PROMPT -
Collect every line of the material below that contains the word "rock", copying each line in full.

TASK MATERIAL -
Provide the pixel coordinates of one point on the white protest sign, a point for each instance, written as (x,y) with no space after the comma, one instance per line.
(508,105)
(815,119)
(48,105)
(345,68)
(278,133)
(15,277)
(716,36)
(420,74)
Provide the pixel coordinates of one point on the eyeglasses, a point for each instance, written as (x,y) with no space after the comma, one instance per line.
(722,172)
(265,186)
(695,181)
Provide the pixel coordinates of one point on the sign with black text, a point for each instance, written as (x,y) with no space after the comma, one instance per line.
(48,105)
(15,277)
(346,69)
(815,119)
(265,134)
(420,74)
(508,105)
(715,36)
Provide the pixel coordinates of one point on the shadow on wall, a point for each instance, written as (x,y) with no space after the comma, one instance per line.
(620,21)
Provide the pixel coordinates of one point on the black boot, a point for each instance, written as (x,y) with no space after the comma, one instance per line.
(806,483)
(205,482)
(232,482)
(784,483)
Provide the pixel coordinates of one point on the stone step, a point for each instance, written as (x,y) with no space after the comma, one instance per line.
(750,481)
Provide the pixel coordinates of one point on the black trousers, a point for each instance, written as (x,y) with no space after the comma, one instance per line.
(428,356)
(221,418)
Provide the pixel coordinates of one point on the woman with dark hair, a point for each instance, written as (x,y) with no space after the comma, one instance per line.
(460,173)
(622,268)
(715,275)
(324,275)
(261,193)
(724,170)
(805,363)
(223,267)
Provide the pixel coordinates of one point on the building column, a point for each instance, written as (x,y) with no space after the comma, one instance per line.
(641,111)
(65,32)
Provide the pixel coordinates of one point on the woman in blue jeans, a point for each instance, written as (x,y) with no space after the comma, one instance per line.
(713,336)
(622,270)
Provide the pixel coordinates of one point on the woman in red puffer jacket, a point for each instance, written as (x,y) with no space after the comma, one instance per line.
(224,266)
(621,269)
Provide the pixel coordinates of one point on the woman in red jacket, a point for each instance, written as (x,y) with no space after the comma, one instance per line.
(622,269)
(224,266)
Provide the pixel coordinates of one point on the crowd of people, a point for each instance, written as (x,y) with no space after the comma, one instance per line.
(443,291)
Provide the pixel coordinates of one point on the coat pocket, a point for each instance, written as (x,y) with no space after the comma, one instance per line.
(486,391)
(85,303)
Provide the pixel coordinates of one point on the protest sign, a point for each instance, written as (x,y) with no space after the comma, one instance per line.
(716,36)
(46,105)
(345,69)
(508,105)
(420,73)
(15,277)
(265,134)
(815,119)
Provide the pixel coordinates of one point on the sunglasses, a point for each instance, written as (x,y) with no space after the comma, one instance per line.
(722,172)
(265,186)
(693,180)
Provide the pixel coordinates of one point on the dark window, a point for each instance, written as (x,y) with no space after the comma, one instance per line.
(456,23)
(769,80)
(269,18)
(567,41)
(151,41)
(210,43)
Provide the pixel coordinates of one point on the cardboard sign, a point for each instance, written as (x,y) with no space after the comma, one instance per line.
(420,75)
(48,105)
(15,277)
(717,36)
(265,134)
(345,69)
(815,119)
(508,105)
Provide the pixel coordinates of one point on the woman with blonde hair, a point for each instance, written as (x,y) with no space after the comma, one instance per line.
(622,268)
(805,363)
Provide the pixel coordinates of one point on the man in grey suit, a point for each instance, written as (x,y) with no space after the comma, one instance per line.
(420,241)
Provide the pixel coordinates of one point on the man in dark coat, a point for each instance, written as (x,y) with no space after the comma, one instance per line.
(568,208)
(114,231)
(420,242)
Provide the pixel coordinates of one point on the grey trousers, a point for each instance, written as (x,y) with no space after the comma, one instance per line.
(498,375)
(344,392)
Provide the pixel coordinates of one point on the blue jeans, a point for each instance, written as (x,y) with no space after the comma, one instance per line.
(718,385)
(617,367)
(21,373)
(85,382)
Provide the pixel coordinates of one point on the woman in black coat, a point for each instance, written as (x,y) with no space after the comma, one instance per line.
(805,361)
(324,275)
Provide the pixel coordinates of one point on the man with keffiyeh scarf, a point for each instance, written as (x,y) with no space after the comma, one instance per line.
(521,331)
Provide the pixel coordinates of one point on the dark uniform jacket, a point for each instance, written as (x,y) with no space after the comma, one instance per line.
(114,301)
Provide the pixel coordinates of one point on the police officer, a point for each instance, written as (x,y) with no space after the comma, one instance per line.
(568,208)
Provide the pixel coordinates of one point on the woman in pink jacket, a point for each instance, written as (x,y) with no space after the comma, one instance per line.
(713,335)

==

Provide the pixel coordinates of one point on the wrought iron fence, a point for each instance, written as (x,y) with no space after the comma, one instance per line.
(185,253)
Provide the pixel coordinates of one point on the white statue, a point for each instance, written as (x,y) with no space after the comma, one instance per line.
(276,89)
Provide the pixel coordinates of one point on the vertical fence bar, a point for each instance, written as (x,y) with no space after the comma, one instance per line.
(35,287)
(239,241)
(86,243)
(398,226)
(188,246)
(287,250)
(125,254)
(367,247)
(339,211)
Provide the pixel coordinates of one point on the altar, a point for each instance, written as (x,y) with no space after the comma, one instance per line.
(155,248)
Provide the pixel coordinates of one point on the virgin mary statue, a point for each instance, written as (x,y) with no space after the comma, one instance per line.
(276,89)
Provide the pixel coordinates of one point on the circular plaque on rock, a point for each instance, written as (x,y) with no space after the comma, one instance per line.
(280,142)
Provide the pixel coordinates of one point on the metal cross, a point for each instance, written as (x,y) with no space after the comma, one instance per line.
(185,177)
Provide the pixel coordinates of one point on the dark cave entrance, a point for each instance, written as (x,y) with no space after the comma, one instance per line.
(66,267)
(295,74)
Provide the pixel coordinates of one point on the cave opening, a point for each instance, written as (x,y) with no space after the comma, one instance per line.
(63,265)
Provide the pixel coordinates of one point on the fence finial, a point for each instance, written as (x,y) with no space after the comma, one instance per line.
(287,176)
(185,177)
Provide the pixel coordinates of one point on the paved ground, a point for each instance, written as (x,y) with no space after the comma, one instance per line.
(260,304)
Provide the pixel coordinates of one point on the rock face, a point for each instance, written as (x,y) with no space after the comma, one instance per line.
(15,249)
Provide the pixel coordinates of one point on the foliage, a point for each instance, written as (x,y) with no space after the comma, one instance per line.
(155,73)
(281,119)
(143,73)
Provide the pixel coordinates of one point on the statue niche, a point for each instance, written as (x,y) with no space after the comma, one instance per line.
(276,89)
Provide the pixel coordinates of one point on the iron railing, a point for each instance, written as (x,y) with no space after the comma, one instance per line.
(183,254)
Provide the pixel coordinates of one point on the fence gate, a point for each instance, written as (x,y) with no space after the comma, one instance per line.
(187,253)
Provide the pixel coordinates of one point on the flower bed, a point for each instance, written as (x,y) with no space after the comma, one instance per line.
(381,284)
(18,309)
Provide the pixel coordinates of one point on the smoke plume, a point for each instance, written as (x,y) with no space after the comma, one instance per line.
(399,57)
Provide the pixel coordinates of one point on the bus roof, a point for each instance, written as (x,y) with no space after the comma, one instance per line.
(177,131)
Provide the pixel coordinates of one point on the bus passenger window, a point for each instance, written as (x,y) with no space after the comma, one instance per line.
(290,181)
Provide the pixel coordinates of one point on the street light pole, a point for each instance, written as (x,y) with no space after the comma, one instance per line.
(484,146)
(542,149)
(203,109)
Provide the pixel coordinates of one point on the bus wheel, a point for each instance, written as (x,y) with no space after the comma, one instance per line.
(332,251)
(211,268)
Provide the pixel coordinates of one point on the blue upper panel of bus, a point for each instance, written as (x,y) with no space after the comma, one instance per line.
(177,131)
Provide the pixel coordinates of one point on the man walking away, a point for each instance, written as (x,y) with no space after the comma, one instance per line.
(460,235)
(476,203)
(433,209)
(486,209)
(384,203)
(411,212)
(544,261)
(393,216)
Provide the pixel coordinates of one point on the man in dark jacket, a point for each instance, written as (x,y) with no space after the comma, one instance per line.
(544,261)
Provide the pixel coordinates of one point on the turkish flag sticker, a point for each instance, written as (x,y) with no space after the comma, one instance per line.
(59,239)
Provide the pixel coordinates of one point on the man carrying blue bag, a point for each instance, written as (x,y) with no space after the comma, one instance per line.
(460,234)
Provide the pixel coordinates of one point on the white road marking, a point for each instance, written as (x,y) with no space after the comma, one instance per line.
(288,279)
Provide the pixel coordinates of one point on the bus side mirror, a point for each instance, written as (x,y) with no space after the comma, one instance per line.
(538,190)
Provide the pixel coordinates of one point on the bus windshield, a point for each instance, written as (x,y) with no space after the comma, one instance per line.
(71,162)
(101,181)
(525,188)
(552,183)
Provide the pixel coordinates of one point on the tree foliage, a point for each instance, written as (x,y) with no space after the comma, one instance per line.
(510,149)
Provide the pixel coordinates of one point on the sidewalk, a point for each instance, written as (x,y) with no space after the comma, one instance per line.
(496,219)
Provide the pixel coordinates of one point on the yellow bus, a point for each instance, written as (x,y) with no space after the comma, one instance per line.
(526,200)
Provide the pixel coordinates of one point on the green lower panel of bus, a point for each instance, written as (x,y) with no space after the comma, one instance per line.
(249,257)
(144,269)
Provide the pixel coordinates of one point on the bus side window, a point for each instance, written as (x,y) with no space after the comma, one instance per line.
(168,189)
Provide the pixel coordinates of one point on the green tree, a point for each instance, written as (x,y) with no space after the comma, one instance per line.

WRITTEN ANSWER -
Provide the pixel coordinates of one point on the circular plaque on rock, a point for each instance, written as (x,y) with no space after the comma, one instance per line.
Provide the pixel coordinates of one point on the rock face, a point for each instance, written as (x,y) with no space after the comma, one instance per line.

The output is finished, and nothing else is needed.